Extracted text:
Hmm…they might dispute this outright, he thought.

I’m curious: do you tend to think that – more often than not – internal voice enhances the reading experience or detracts from it?

They’ll probably say it just depends.

If you tend to think it enhances the reading experience, what are the signs of skillful use of internal voice?

Just end the damn post. They get the idea.
 

Lynea

Sage
I try not to go overboard with internal voice. A line here and there helps boost the writing for me. There are some things that have way too much internal voice for me, specifically anime. It's their way of giving depth to characters but I personally think it's just too much fluff that stalls the story. Ah well, every culture has their tropes.
 

PianoFire

Acolyte
I kind of like to have it as an in between. If a character has to make a choice that, for example, could conflict with their inner morals but still has to be done for the greater good, then internal monologue is useful for showing that conflict and justifying later actions. But if there’s constant inner monologuing, then it’s getting into that territory where you’re straight up telling the audience what the character wants with no room for nuance.

I love Death Note, but there were times that I had to slog through it because there was just so. Much. Monologuing. And a good amount of it was in the middle of conversations, when five minutes would pass without anybody saying a word. It’s good to just have that inner voice summarized to just a sentence or two, if that during conversations. Like I said, there’s a time and place for it.
 

Penpilot

Staff
Article Team
In close third you don’t need the italics. Over use of italics can be distracting and break immersion. If you really need a lot of italics it’s a sign that you might want to consider just using first person.

In third person you can flow from the narrative into an internal thought without indicating it’s an internal thought.

Eg. Mike stepped up to the curve as a truck rumbled through a puddle, soaking him to the skin. Great. Meeting in fifteen. The boardroom is going be smelling of wet dog for the next hour. Mike grumbled to himself. F*ck my life.
 

ladyander

Scribe
It's not something I add to all my character voices and even stories. Heck, even in my current series, I tend to have a single character who does internal dialogue. Mostly when he's thinking one thing and has to filter himself when he speaks, if he manages to filter himself. It's a little broken. This changes a bit as he gets older. He's a bit more mindful. It's something that you sprinkle in at moments as well. Not something you want to go overboard with.
 

skip.knox

toujours gai, archie
Moderator
I'm trying to figure out if there's anything more to be said beyond "it's fine if it's done well." ....

Not really. There's a suggestion above that comes closest; namely, that it is perhaps most appropriate when the MC is embroiled in some sort of internal conflict that would be difficult to lay out for the reader any other way.

I'd also note there's something like indirect internal. That's where it's the narrator who is telling us rather than using a direct (italicized) quote.

He wondered if punching Bob in the nose wasn't too on-the-nose.

Given material:
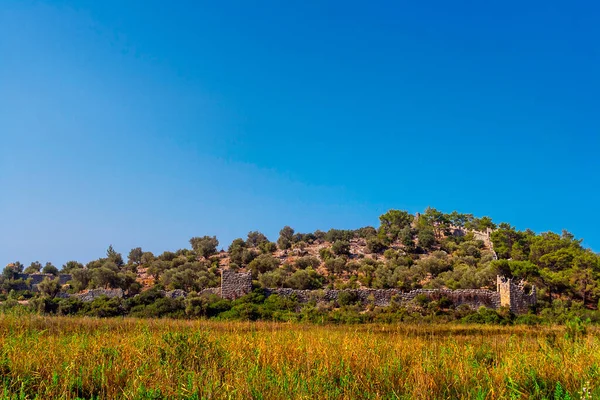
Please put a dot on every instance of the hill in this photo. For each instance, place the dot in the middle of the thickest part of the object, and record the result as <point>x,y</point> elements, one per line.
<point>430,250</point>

Written instruction 1: Translate this sentence from the forum thread on internal voice into Spanish: "Over use of italics can be distracting and break immersion."
Written instruction 2:
Decide whether each statement agrees with the forum thread on internal voice. Answer yes or no for each, and quote the deciding words.
(a) Lynea finds that a line of internal voice here and there helps the writing.
(b) Penpilot says italics are needed for internal thought in close third.
(c) ladyander has every character in the current series use internal dialogue.
Written instruction 3: Reproduce word for word everything in the forum thread on internal voice from "I love Death" down to "using first person.".

Task answer 1: El uso excesivo de la cursiva puede distraer y romper la inmersión.

Task answer 2:
(a) Yes: "A line here and there helps boost the writing for me."
(b) No: "In close third you don’t need the italics."
(c) No: "I tend to have a single character who does internal dialogue."

Task answer 3:
I love Death Note, but there were times that I had to slog through it because there was just so. Much. Monologuing. And a good amount of it was in the middle of conversations, when five minutes would pass without anybody saying a word. It’s good to just have that inner voice summarized to just a sentence or two, if that during conversations. Like I said, there’s a time and place for it.
 

Penpilot

Staff
Article Team
In close third you don’t need the italics. Over use of italics can be distracting and break immersion. If you really need a lot of italics it’s a sign that you might want to consider just using first person.